- [Consigne]: Mettez à jour toutes les entrées ci-dessous en remplaçant « client » par « customer », sans rien modifier d'autre. N'incluez pas les images dans la réponse.

- [Annotations de boîtes englobantes sur images]:
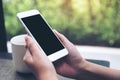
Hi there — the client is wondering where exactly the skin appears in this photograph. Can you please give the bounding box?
[24,31,120,80]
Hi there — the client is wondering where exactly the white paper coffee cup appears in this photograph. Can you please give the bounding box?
[10,34,30,73]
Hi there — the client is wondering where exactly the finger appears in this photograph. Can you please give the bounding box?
[53,30,73,48]
[25,36,40,56]
[23,49,33,65]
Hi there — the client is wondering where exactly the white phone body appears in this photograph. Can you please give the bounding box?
[17,9,68,62]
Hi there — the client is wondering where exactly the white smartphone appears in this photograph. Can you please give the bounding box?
[17,9,68,62]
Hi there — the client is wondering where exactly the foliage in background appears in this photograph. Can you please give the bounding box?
[3,0,120,45]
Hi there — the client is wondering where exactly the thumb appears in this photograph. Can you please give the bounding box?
[53,30,73,49]
[25,35,40,56]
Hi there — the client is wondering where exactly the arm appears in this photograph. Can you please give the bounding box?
[54,31,120,80]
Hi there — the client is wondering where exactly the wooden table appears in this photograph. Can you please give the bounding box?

- [Réponse]:
Hi there — the customer is wondering where exactly the skin appears in this photograph. Can you please give the bounding box?
[24,31,120,80]
Hi there — the customer is wondering where exactly the white paper coffee cup appears in this photograph. Can you please give the bounding box?
[10,34,30,73]
Hi there — the customer is wondering where exactly the finger appears in this photograph. Can you please give the bounding box?
[53,30,73,48]
[25,36,40,56]
[23,49,33,65]
Hi there — the customer is wondering where exactly the white phone body appears in this photograph. Can you please give the bounding box?
[17,9,68,62]
Hi there — the customer is wondering where exactly the white smartphone appears in this photograph. Can you please give the bounding box?
[17,9,68,62]
Hi there — the customer is wondering where exactly the foliage in background appears in this photograph. Can you please give the bounding box?
[3,0,120,45]
Hi there — the customer is wondering where exactly the thumb appears in this photograph. Can you please give the bounding box?
[53,30,73,49]
[25,35,40,56]
Hi there — the customer is wondering where exactly the arm appears in this photograph. Can you please give the bounding box?
[54,31,120,80]
Hi there — the customer is wondering where exactly the wooden table appears in this photograph. Can you please give the bounding box?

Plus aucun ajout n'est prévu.